Records for this exercise »
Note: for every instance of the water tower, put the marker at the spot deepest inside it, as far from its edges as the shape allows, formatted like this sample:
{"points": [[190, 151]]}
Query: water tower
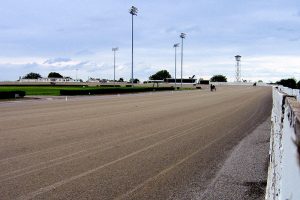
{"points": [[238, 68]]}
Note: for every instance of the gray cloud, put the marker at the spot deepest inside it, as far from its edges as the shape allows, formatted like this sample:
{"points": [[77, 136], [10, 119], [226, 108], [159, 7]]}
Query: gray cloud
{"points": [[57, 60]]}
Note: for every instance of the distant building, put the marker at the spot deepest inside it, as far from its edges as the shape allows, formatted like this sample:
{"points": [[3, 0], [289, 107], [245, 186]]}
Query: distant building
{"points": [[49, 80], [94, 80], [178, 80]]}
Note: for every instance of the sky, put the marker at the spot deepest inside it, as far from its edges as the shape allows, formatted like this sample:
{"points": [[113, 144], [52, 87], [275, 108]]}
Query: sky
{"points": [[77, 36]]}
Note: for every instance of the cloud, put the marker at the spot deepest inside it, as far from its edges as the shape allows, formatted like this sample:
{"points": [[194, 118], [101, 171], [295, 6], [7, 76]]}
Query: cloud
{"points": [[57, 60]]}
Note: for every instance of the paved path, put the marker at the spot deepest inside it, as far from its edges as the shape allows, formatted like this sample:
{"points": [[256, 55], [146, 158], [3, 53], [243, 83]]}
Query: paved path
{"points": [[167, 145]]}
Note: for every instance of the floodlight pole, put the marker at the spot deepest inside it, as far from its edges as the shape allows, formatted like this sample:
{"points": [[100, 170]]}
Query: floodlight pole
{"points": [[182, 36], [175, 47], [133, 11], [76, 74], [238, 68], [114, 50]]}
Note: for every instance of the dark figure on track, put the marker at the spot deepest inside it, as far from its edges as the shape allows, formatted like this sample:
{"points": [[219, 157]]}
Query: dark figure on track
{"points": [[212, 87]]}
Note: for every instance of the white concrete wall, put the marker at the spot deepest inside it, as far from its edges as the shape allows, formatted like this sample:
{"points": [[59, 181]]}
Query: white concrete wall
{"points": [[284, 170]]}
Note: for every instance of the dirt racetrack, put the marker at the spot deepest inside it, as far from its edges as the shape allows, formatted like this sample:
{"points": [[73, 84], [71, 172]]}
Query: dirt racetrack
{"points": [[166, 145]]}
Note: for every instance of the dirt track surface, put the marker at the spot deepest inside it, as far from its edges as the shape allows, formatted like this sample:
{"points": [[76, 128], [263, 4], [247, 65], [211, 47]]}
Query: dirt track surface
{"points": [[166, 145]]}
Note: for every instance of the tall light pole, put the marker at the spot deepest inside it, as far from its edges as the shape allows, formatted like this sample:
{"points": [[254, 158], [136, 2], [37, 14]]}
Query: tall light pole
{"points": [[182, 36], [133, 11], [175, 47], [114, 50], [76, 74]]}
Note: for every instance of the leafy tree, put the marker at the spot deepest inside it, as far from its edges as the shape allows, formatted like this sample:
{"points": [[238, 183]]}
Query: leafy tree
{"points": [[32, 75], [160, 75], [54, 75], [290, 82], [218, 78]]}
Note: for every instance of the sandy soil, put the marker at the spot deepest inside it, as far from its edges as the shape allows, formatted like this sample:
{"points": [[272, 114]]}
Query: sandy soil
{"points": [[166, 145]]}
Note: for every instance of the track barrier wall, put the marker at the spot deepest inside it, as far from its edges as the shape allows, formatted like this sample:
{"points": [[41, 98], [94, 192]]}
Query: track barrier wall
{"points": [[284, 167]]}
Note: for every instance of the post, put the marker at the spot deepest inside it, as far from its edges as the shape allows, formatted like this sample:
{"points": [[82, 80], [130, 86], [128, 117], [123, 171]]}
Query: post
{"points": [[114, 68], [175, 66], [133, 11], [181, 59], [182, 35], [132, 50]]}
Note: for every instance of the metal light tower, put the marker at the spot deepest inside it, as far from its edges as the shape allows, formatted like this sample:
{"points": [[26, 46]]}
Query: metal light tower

What is required » For each line of the material that contains "metal", return a copy.

Problem solution »
Note: for every instance of the metal light tower, put the marker at the spot deepest inside it, as far from its edges as the shape allows, formatted like this sample:
Query: metal light tower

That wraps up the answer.